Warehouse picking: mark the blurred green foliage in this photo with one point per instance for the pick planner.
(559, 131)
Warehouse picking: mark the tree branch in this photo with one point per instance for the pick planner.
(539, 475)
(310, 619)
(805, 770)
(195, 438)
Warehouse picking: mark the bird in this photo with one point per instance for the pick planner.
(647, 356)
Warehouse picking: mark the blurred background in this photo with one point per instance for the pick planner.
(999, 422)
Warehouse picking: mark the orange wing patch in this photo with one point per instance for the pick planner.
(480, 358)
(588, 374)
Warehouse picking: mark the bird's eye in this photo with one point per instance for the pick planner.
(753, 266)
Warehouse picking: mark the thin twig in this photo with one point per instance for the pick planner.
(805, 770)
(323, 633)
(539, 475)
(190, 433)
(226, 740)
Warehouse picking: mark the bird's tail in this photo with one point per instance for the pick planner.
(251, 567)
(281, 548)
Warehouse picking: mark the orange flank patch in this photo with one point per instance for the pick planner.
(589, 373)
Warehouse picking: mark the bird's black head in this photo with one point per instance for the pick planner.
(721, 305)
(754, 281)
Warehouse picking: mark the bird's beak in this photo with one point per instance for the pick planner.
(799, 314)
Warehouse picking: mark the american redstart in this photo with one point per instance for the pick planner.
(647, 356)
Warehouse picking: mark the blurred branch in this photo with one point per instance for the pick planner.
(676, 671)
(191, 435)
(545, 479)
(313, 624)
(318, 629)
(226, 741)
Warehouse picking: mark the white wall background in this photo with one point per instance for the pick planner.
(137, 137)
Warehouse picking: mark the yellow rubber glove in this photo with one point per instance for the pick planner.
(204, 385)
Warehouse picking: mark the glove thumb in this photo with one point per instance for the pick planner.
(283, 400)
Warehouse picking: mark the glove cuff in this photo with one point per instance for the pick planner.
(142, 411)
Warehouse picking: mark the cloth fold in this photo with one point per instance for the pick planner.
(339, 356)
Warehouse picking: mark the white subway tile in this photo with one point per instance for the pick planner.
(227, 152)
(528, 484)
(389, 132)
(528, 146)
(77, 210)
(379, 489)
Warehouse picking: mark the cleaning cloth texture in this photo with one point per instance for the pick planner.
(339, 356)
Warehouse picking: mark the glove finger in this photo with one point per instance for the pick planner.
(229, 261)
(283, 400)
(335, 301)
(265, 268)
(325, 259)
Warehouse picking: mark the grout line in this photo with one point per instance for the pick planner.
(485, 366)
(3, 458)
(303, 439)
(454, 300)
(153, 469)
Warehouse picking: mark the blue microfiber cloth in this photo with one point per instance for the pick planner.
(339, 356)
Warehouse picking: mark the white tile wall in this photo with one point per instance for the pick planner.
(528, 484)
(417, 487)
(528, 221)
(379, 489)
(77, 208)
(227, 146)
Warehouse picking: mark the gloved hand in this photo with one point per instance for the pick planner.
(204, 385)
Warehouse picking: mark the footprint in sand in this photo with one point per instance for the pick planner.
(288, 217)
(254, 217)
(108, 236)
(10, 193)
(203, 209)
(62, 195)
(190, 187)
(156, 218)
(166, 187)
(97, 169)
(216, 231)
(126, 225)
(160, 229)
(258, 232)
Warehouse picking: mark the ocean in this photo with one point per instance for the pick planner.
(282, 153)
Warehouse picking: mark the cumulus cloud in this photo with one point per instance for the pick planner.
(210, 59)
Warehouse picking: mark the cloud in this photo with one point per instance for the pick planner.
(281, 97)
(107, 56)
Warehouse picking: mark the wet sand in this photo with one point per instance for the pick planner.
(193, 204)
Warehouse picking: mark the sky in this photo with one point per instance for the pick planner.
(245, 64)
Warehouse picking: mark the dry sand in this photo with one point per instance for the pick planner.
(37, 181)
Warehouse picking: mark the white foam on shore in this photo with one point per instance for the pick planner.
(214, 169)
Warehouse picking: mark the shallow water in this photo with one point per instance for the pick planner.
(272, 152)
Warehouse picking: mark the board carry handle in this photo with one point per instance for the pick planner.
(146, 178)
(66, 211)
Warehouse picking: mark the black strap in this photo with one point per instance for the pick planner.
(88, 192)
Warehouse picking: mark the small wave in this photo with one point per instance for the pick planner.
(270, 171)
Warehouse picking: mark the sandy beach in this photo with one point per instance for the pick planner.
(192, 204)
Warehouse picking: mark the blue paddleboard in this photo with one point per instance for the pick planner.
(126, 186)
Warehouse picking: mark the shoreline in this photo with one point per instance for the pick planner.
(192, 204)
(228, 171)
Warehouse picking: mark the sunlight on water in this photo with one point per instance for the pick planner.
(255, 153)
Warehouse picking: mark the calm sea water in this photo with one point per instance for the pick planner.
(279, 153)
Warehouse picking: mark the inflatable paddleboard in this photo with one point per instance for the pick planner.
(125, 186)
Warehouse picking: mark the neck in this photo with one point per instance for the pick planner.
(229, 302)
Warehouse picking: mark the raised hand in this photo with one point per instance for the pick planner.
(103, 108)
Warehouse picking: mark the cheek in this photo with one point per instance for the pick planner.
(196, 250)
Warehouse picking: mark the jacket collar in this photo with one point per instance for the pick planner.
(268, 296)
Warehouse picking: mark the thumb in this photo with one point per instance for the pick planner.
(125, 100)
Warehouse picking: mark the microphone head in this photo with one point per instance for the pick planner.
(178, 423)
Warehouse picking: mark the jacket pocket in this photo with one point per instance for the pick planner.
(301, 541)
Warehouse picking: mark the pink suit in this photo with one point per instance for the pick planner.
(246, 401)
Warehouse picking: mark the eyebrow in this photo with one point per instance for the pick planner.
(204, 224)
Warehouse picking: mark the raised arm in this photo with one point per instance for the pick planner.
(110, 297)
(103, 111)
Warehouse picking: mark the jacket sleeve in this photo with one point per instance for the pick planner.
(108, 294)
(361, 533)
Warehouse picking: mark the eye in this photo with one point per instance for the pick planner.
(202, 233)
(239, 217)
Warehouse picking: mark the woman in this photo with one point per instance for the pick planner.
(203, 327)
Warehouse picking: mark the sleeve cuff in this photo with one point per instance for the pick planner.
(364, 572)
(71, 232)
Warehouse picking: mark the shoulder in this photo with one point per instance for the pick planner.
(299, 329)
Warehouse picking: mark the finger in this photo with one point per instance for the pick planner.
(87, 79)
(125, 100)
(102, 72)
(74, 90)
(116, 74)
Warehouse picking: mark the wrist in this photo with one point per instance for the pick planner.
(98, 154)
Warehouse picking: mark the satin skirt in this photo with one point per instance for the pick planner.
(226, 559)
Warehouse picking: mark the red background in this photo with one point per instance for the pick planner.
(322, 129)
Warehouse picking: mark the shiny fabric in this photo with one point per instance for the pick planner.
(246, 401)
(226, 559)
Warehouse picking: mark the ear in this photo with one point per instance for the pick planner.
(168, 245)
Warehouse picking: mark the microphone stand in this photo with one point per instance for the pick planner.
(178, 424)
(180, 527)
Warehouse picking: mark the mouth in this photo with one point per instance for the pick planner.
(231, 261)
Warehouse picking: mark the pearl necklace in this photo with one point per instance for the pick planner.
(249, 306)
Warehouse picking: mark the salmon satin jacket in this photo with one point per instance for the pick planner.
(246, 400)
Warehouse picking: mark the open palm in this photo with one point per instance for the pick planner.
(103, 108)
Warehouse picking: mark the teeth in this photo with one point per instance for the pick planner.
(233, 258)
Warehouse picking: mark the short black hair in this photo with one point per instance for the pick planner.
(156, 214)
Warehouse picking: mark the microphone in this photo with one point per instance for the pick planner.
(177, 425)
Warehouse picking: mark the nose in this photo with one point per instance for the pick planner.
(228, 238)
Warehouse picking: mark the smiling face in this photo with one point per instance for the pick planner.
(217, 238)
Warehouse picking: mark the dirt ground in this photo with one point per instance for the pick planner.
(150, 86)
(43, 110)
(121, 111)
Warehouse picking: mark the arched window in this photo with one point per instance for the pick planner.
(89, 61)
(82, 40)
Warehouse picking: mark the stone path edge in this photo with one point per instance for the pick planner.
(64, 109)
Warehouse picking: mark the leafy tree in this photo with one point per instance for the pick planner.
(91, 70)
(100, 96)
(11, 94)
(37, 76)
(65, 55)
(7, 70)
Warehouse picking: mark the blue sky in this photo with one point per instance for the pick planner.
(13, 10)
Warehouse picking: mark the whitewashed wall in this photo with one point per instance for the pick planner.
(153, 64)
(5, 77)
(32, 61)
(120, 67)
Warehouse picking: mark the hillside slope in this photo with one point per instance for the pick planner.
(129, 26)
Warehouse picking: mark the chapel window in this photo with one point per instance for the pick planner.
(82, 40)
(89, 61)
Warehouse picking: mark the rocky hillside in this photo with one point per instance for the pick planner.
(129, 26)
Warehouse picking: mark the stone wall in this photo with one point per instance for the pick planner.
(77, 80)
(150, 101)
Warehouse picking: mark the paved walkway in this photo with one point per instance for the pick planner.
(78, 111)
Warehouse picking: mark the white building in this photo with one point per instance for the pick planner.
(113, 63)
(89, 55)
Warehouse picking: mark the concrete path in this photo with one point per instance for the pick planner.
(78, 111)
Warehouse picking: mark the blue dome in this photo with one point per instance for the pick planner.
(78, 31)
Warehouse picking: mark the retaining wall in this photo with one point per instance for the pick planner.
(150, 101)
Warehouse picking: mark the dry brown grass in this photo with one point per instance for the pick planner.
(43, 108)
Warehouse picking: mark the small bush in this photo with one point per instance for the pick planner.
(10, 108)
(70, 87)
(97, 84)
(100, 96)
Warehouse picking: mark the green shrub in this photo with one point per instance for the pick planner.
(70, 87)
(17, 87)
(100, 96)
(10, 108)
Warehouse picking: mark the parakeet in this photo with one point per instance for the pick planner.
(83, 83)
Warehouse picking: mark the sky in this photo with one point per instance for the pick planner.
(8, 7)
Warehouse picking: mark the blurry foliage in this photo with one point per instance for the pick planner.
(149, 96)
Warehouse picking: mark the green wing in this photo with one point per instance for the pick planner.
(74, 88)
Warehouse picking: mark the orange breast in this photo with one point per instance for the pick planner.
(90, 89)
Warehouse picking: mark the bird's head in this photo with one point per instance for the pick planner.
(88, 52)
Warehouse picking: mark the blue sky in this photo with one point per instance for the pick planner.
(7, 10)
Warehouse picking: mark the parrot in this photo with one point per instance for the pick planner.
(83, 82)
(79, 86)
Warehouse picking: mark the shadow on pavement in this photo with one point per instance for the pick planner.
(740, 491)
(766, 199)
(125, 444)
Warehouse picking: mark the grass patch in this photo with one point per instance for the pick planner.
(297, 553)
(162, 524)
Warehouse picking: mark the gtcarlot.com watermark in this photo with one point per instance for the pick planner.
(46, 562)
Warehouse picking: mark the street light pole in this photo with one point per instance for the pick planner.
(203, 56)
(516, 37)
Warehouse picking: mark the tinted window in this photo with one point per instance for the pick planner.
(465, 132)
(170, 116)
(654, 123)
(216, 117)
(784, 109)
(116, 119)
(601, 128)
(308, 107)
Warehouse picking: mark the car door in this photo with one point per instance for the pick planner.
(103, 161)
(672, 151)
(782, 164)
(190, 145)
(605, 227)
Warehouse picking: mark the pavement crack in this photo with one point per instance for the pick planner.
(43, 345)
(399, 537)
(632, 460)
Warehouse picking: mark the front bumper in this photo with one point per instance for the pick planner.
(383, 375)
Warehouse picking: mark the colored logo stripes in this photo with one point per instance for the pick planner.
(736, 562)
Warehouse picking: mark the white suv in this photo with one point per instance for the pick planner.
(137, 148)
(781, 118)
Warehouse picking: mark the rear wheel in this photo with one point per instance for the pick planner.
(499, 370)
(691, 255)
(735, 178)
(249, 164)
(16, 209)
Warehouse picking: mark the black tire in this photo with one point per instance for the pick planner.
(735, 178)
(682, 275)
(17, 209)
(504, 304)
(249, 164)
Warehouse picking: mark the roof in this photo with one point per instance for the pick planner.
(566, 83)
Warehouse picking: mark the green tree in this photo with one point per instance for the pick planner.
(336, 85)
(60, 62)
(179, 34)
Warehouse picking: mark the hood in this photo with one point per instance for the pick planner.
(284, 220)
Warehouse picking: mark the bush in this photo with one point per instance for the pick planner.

==========

Written instruction - Find the line with "Warehouse picking: mark the white suv" in the listing above, then write out that line and each remaining line exactly, with no other text.

Finished task -
Warehouse picking: mark the white suv in this photo with one point per instance for the pick planner.
(137, 148)
(781, 118)
Warehouse picking: mark the rear wheel in this photo with one point per instance for the pick planner.
(499, 370)
(691, 255)
(735, 178)
(249, 164)
(16, 209)
Warehouse picking: mark the black tire in this photo with one point per instance for the pick planner.
(735, 178)
(682, 275)
(17, 209)
(504, 304)
(249, 164)
Warehouse picking: mark the roof in this photo with one point per instance for the pick planner.
(566, 83)
Warehouse picking: mark the green tree in this photo with one point per instance for the pick planner.
(336, 85)
(60, 62)
(179, 34)
Warehouse picking: mark the hood in this photo with one point per instance for the pick planner.
(284, 220)
Warehouse picking: mark the bush in this photo with one point per instance for the pick planner.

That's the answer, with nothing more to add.